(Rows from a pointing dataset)
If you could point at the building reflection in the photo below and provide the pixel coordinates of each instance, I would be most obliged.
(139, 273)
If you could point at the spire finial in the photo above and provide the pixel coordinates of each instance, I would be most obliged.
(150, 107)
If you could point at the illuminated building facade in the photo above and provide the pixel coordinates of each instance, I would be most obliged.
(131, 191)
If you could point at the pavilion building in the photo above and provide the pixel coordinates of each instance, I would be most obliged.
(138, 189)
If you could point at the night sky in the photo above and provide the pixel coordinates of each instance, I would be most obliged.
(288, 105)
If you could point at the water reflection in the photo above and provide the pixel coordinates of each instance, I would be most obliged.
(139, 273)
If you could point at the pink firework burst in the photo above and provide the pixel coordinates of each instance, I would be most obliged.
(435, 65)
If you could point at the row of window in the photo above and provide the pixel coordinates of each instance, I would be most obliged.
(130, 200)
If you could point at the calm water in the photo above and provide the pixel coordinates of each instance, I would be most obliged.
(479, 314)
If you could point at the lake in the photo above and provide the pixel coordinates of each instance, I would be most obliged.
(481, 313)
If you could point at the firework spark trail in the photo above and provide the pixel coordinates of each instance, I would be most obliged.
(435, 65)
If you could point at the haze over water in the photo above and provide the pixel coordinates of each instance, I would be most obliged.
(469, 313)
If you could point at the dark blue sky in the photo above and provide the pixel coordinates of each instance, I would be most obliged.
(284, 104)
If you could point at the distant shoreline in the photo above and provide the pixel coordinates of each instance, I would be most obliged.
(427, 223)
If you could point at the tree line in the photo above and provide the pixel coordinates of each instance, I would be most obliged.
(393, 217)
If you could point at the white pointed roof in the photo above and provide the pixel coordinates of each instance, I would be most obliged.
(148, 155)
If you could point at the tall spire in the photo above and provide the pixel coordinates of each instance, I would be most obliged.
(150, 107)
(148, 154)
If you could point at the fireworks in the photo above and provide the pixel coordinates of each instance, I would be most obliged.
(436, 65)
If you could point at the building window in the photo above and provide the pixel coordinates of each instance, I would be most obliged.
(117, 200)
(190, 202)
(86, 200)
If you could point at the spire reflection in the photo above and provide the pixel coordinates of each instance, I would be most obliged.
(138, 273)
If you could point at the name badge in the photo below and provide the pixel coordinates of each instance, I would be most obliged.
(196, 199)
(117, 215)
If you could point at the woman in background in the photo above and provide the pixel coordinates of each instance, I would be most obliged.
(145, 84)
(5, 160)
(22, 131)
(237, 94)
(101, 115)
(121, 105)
---
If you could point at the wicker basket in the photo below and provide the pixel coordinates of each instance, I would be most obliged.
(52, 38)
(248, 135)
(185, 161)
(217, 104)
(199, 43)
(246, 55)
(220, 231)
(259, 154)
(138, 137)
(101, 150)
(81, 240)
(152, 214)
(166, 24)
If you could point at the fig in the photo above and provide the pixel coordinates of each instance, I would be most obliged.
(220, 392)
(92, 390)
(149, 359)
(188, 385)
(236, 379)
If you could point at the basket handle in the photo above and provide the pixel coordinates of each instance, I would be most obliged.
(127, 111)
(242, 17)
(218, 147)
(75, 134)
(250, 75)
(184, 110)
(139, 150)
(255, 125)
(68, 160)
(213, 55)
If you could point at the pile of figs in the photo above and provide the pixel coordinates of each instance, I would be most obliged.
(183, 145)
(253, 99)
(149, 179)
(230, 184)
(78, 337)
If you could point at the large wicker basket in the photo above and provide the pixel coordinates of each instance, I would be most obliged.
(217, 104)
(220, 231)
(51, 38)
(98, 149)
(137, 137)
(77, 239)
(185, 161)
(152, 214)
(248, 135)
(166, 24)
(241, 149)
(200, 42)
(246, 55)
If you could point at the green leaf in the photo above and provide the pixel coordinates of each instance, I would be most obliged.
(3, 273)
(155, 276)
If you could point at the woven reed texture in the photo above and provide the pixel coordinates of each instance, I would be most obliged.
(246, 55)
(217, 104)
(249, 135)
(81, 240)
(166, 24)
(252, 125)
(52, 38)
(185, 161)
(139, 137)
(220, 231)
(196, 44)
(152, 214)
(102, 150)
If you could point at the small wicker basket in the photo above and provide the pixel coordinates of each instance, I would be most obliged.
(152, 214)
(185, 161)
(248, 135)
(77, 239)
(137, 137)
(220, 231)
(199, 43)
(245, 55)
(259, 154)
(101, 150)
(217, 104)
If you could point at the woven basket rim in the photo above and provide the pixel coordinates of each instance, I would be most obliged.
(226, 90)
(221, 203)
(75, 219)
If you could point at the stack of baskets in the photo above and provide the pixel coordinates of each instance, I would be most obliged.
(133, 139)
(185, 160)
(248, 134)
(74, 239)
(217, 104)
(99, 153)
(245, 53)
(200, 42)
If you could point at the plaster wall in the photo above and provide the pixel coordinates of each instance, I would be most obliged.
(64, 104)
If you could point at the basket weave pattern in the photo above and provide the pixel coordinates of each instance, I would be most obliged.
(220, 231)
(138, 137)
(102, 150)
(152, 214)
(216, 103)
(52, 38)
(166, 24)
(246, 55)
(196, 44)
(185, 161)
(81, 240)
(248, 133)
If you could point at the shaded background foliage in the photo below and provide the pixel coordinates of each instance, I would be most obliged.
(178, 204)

## OBJECTIVE
Identify every line of the entries that contains the word "building", and copy each of those lines.

## EXERCISE ANSWER
If you could point at the building reflection in the photo below and provide the pixel coordinates of each instance, I would be most obliged.
If you could point at the illuminated building facade in the photo above and provide the pixel coordinates of each instance, I would be most obliged.
If you could point at the pavilion building in the photo above and provide the pixel coordinates of each instance, I would be most obliged.
If you could point at the building window in the photo above and provide the pixel coordinates of each instance, I would be most obliged.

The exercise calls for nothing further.